(Point annotations for photos)

>>>>

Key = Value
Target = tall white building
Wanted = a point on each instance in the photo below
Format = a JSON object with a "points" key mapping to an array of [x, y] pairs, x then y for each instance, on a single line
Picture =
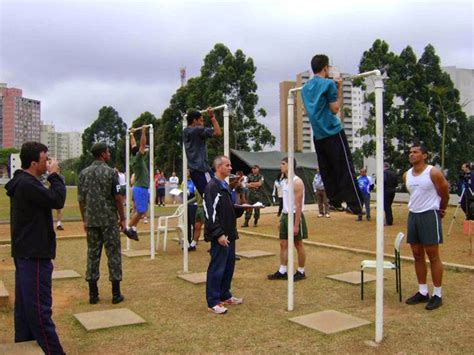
{"points": [[61, 145], [463, 80]]}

<<<<

**TASK TO COMPLETE**. Copy the whole of the material above exactly, but not its images.

**FULL OUTPUT**.
Key = Value
Target = tall white building
Wanted = a point on each instance in the photo below
Format = a JSON object with a "points" key mapping to an array of [x, y] pairs, x then y for each instance, on a single line
Picture =
{"points": [[61, 145], [463, 80]]}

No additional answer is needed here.